◆ What is asked ◆
Write the data out again, exactly as given.

Point annotation dataset records
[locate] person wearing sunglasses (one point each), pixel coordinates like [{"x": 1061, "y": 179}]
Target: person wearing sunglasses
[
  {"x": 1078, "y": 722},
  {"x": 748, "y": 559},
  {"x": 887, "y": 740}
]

◆ Solution to the problem ◆
[locate] person wearing sunglasses (one point each), pixel coordinates like [{"x": 1061, "y": 179}]
Target: person wearing sunglasses
[
  {"x": 1078, "y": 722},
  {"x": 748, "y": 559},
  {"x": 887, "y": 740}
]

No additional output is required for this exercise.